** start Records provided **

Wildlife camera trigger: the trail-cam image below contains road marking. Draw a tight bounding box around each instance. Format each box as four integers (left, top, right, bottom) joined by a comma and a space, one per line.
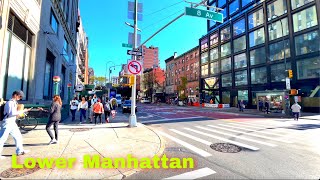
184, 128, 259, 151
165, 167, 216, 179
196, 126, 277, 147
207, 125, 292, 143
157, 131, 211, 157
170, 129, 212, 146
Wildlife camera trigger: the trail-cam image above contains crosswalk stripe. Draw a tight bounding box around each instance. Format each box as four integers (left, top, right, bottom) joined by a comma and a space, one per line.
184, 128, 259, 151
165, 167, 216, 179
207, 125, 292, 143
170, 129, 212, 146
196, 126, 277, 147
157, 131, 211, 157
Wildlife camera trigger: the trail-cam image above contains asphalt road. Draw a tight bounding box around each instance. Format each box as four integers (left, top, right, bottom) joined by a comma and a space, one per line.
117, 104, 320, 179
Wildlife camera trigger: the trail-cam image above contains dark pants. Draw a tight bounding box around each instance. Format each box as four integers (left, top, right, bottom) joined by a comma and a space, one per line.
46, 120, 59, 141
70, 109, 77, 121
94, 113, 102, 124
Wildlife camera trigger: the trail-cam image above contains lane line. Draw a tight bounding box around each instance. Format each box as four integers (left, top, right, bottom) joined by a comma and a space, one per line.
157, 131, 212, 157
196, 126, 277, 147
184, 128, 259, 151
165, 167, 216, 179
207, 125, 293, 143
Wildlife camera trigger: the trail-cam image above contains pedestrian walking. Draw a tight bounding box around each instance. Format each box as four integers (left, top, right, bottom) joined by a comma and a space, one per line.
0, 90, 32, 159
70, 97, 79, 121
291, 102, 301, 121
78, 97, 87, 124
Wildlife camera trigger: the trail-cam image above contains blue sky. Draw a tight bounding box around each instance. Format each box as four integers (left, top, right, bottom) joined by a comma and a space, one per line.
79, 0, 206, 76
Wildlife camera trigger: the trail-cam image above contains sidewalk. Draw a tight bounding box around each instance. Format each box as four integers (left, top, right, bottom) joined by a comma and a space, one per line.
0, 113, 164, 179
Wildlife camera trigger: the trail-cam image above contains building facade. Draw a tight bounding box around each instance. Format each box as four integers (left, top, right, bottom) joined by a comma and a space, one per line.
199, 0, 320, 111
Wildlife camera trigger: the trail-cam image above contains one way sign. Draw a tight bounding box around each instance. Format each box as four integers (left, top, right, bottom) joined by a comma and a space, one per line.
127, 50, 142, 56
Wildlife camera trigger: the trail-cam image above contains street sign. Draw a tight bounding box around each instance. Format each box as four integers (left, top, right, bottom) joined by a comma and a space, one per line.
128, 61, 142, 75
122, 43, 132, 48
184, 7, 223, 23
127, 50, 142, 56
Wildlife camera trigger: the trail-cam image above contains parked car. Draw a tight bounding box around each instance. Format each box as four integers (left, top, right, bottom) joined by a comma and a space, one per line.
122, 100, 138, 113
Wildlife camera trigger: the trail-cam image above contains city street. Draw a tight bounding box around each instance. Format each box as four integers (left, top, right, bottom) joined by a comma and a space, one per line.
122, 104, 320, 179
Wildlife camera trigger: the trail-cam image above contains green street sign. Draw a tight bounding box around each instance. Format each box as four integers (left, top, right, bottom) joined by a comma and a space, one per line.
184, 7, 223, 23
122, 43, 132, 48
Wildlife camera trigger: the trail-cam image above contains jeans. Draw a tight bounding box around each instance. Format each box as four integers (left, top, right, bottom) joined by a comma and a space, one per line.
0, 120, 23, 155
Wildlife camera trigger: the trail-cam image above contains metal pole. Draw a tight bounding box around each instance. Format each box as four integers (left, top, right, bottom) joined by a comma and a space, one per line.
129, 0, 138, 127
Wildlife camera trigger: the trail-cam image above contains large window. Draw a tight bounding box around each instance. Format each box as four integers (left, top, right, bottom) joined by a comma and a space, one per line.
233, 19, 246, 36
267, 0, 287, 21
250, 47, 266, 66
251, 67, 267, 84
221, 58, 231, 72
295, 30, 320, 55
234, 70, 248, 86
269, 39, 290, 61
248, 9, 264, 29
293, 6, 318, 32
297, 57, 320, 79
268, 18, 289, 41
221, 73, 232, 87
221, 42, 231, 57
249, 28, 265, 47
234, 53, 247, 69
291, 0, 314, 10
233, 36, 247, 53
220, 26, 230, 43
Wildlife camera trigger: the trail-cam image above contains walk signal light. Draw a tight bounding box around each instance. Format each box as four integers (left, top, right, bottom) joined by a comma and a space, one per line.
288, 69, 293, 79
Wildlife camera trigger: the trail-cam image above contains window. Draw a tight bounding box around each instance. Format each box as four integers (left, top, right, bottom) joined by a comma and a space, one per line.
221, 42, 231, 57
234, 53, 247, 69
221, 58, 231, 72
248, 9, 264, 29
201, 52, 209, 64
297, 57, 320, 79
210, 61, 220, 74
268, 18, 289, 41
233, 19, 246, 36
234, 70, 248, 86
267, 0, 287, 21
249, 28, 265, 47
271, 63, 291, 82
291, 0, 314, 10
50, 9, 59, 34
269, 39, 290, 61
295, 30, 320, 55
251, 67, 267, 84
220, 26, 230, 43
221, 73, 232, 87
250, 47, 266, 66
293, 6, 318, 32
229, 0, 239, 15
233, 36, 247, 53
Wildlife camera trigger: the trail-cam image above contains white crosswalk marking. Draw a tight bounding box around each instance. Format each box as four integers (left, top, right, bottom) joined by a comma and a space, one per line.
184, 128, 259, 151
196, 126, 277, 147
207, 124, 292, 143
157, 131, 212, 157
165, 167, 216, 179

** end Records provided **
** start Records provided **

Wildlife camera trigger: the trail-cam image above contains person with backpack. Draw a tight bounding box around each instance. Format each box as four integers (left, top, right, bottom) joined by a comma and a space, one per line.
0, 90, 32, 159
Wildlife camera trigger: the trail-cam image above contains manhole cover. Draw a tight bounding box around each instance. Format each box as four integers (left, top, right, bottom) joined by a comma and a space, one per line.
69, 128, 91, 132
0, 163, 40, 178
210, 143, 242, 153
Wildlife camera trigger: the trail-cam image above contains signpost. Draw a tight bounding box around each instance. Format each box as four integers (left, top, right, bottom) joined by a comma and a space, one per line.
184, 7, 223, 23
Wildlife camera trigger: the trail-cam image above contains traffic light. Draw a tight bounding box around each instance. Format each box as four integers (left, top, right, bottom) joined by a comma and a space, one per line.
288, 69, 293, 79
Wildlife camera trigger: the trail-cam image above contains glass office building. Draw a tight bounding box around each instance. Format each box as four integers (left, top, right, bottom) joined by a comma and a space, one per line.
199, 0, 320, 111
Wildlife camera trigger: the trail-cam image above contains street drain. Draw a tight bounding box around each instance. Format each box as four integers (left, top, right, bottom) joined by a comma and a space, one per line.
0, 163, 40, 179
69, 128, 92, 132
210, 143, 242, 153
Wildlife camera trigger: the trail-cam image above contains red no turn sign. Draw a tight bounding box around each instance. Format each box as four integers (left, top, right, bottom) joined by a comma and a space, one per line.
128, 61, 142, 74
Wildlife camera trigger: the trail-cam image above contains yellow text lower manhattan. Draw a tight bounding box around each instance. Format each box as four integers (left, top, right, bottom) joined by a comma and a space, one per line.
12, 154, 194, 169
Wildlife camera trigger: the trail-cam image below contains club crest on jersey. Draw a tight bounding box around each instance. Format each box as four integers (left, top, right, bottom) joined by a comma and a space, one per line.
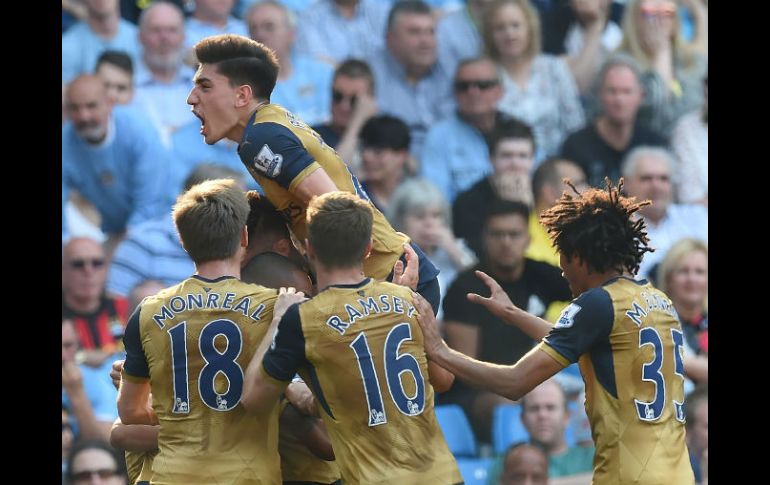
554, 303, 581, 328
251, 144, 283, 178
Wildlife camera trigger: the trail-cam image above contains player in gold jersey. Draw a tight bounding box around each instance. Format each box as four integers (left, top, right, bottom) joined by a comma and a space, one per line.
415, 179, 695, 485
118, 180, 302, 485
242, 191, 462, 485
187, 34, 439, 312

** end Records provided **

## [Short exercise]
Rewrite the rows from the line containing "above contains traffic" through the line containing "251, 144, 283, 178", inclusive, with "trail-cam image" changed to "camera frame" and everything else kept the same. Leave the pictures out of your answer.

## [The output]
Wildlife camera trigger: the camera frame above contains traffic light. Draw a tight bounding box around each instance. Format each box as four integers (left, top, right, bottom) joined by a comma and a space, one per line.
288, 69, 293, 79
Wildlife camera trigger: the camera frame above contains glass office building. Draw a tight bounding box around each instance. Format each box as four integers (left, top, right, bottom) joined by a comma and a space, one per line.
199, 0, 320, 111
Wildlife camera trigger: the camera frame above contains street drain. Draw a tight bounding box around each instance. Format each box as four integers (left, top, right, bottom) joined by a comma and a space, one per line.
0, 163, 40, 179
69, 128, 92, 132
210, 143, 242, 153
Wildlife camera trigger: the camera frame above contains red no turn sign. Draw a tight bounding box around each instance. Format each box as four integers (left, top, right, bottom) joined by a comma and a space, one per line.
128, 61, 142, 74
Wildlife camera trigger: the camera frame above contains yellow text lower manhattan. Draw a tight bounding box around each instance. Format each box as four integers (left, top, right, bottom) joined by a comma and a space, one per line.
12, 154, 194, 169
Wildlife camera trigger: the camera frame below contains club crest on jersey. Draw a tight bounding box around each instance. Format each box as four integers (left, top, right, bottom) joined by a comma and a space, one per line.
554, 303, 581, 328
251, 144, 283, 178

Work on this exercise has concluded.